--- START ---

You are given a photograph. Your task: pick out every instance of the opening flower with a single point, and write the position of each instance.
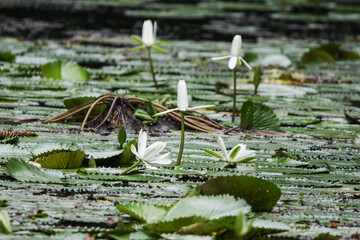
(235, 57)
(148, 41)
(239, 153)
(183, 106)
(150, 154)
(149, 33)
(182, 100)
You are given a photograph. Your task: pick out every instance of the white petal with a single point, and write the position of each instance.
(147, 165)
(245, 63)
(222, 146)
(161, 159)
(232, 62)
(204, 106)
(147, 33)
(165, 112)
(220, 58)
(182, 100)
(236, 46)
(155, 28)
(241, 148)
(244, 155)
(142, 140)
(134, 151)
(153, 150)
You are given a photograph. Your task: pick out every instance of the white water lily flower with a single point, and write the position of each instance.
(150, 154)
(149, 33)
(235, 57)
(239, 153)
(182, 100)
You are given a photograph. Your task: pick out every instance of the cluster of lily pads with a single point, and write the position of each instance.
(149, 155)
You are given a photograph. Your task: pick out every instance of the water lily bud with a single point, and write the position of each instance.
(148, 33)
(183, 103)
(236, 46)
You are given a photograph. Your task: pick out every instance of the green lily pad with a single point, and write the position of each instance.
(60, 159)
(65, 70)
(24, 171)
(257, 116)
(260, 194)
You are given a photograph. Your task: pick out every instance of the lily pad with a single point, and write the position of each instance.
(24, 171)
(260, 194)
(65, 70)
(5, 225)
(257, 116)
(60, 159)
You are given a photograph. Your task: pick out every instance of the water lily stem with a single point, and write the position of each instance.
(234, 97)
(182, 137)
(151, 67)
(130, 168)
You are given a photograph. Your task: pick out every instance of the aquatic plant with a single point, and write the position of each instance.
(149, 154)
(183, 106)
(235, 60)
(5, 225)
(239, 153)
(148, 41)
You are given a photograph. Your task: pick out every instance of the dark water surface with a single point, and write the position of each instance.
(208, 20)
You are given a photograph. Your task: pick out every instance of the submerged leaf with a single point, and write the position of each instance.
(60, 159)
(260, 194)
(65, 71)
(24, 171)
(257, 116)
(122, 136)
(5, 225)
(209, 207)
(175, 224)
(7, 56)
(143, 211)
(316, 55)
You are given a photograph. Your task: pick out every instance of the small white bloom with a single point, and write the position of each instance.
(149, 154)
(149, 33)
(235, 56)
(182, 100)
(237, 154)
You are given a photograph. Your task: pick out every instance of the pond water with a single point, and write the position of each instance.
(314, 159)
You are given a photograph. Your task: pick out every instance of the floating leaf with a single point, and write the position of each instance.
(257, 78)
(16, 133)
(5, 225)
(257, 116)
(276, 59)
(143, 211)
(60, 159)
(316, 55)
(351, 119)
(175, 224)
(65, 71)
(209, 207)
(260, 194)
(208, 227)
(52, 70)
(71, 71)
(329, 53)
(7, 56)
(122, 136)
(24, 171)
(262, 227)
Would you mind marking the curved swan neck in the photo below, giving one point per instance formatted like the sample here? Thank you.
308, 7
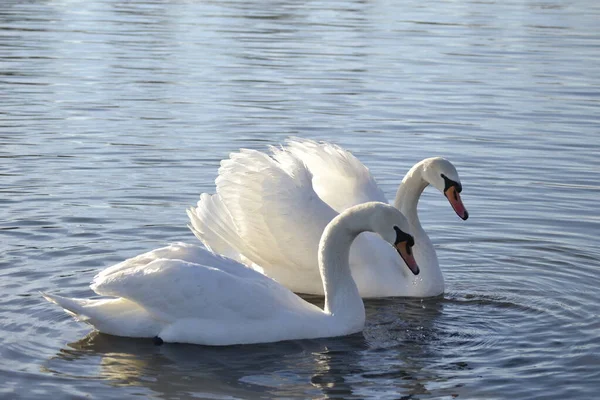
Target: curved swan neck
409, 192
341, 293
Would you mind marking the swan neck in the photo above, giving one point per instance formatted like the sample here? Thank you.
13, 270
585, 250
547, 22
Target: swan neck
341, 293
409, 192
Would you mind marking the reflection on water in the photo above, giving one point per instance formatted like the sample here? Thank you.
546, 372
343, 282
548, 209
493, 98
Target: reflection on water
114, 117
350, 367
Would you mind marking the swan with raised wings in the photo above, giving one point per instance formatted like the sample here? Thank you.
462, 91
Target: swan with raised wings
186, 294
249, 219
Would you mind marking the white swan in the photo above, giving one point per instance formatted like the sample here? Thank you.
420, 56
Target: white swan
248, 218
186, 294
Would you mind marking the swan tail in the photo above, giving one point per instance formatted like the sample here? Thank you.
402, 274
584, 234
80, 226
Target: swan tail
116, 316
212, 224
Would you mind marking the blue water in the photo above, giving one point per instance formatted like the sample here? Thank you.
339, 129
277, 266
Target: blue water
114, 117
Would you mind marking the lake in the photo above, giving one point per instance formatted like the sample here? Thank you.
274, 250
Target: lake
114, 117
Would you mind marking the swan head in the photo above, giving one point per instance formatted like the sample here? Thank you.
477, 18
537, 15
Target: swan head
394, 228
441, 174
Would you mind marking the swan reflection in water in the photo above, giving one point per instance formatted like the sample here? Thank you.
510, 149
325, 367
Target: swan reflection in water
388, 357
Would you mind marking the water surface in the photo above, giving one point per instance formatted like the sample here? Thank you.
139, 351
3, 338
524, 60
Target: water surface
114, 117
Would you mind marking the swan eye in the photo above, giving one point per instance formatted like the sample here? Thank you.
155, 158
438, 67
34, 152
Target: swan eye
448, 183
403, 237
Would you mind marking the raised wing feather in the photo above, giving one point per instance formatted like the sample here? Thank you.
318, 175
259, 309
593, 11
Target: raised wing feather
338, 177
273, 205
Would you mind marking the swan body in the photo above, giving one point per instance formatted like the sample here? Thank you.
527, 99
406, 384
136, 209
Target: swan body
187, 294
249, 217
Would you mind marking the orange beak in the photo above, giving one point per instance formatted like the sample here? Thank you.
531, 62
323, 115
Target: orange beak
405, 252
455, 201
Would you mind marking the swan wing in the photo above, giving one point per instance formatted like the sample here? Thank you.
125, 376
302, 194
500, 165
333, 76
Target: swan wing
278, 216
222, 290
338, 177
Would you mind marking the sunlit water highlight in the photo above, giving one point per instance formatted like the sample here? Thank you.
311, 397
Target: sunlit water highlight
113, 119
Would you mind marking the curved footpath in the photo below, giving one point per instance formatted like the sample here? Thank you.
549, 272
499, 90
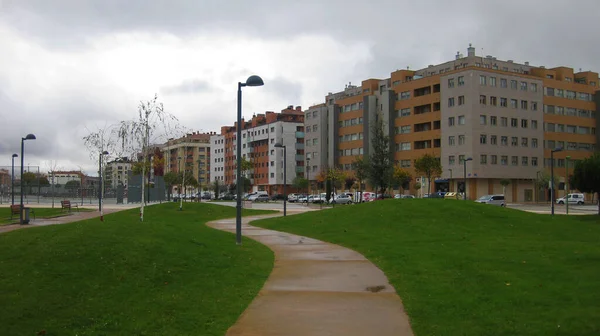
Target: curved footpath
317, 288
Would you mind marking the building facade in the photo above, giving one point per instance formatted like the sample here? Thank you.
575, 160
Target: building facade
259, 136
506, 117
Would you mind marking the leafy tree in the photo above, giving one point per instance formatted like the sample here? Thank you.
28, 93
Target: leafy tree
429, 166
586, 176
401, 177
380, 172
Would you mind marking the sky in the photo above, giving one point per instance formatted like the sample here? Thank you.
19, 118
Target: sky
72, 67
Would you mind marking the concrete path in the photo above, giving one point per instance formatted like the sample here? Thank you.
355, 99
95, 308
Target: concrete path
317, 288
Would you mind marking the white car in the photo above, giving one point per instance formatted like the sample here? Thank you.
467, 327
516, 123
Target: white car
573, 199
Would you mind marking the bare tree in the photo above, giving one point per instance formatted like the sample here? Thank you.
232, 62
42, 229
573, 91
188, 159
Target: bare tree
152, 125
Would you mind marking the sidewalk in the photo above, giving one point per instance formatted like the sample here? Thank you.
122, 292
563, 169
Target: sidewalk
317, 288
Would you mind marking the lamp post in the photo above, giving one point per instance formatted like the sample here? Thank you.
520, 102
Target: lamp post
567, 183
101, 184
308, 178
278, 145
465, 176
12, 179
28, 137
552, 177
251, 81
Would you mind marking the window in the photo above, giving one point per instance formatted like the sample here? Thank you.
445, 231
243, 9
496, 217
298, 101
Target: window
503, 102
523, 86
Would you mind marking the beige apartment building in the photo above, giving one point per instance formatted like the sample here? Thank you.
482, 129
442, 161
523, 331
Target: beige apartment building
505, 116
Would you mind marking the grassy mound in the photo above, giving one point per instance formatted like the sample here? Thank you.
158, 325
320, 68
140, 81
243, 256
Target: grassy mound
170, 275
473, 269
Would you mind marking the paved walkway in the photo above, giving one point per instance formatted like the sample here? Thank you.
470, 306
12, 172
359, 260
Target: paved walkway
317, 288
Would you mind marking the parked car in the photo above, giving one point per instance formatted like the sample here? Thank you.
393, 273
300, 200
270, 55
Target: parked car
572, 199
492, 199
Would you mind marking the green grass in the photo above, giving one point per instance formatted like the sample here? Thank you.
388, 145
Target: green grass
40, 213
473, 269
170, 275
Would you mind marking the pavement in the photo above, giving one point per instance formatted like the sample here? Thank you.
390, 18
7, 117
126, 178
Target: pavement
317, 288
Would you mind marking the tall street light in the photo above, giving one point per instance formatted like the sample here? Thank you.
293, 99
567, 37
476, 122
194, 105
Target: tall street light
465, 176
567, 183
552, 177
251, 81
278, 145
101, 184
12, 179
28, 137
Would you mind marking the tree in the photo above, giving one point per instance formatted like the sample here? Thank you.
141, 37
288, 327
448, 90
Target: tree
586, 177
380, 169
504, 183
401, 177
429, 166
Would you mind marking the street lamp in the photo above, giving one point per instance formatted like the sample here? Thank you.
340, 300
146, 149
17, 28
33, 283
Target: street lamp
278, 145
251, 81
101, 184
552, 177
465, 171
567, 183
12, 179
27, 137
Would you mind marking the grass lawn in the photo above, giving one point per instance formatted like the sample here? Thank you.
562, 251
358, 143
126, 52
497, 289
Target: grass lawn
473, 269
170, 275
40, 213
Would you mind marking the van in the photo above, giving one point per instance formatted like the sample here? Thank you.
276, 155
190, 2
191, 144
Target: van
492, 199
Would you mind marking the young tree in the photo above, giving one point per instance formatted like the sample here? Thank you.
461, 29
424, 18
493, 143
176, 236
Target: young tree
429, 166
586, 176
381, 167
153, 124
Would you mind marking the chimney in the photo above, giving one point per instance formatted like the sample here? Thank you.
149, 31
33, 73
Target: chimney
470, 50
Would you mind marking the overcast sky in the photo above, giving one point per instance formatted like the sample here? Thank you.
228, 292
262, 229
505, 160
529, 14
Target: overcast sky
69, 66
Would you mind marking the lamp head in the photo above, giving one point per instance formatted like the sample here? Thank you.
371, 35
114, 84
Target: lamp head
254, 80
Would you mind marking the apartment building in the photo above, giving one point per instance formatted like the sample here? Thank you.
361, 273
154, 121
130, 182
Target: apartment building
116, 172
503, 115
259, 136
192, 154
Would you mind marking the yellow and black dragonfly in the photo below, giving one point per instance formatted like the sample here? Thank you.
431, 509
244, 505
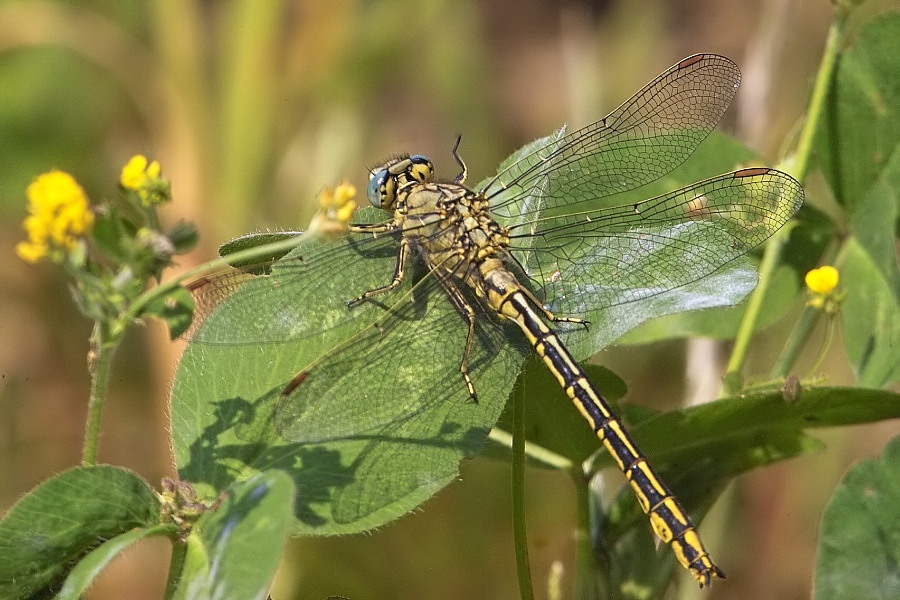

--- END ---

» Goal of the exercise:
Please lay out the lines of the material above as a JSON list of strings, one string per line with blank lines left out, running from the line with "Would you mind marking the yellow" through the end of the material, both ends included. Leave the pictures out of the answer.

» The response:
[
  "Would you mind marking the yellow and black dragonfly in the photo below, giving one point per instance formatted like the sample here? Thank you.",
  "431, 509",
  "244, 505"
]